▶ **Exercise aim**:
Reproduce each of the items below word for word, leaving out the pictures.

▶ **Extracted records**:

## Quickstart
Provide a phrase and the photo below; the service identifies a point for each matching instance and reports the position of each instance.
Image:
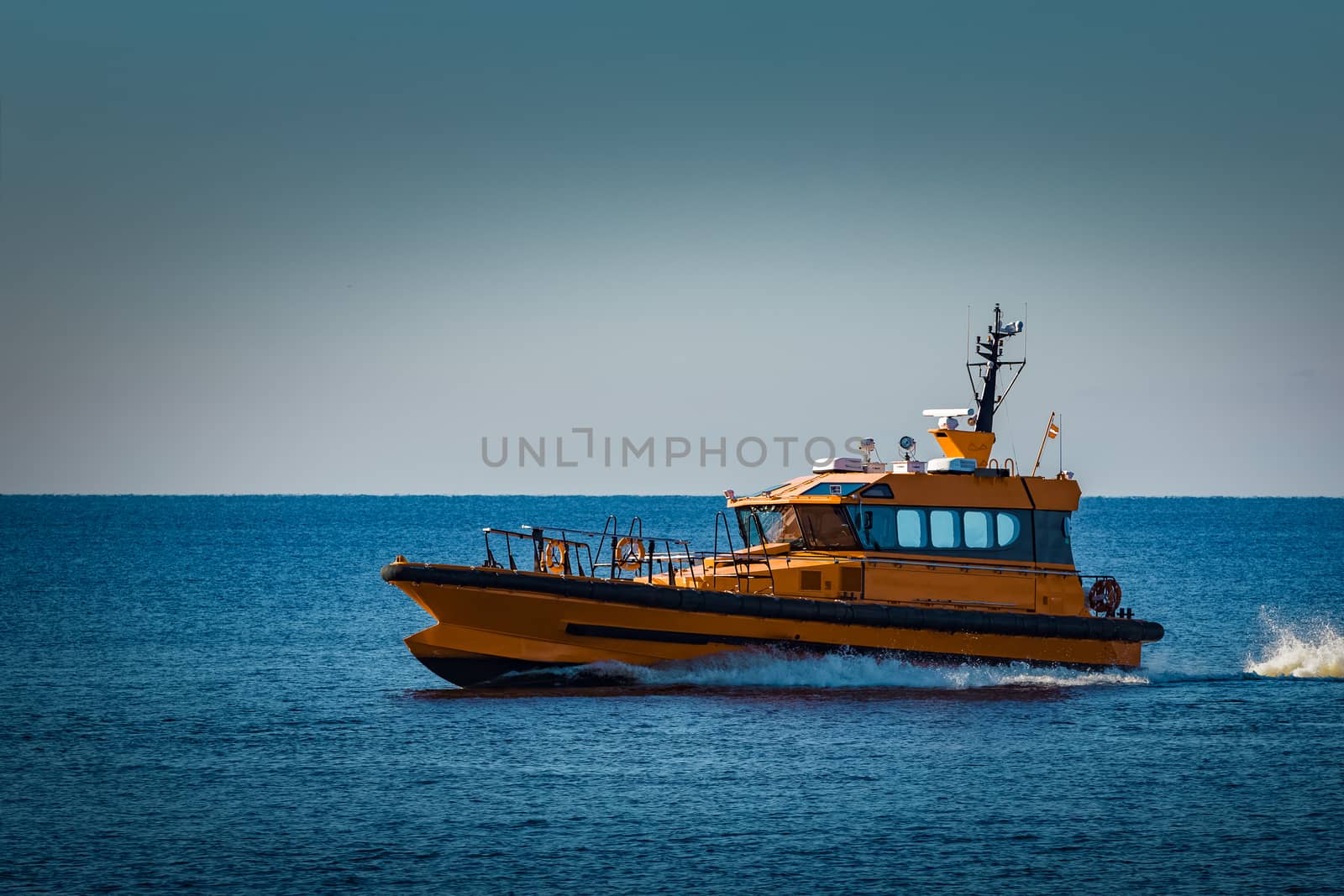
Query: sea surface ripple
(212, 694)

▶ **Problem solution**:
## Quickstart
Provide a phrase and the photo below; the service identifies a point for each matching instance and reports the position of each instance.
Image:
Query: sea surface ripple
(212, 694)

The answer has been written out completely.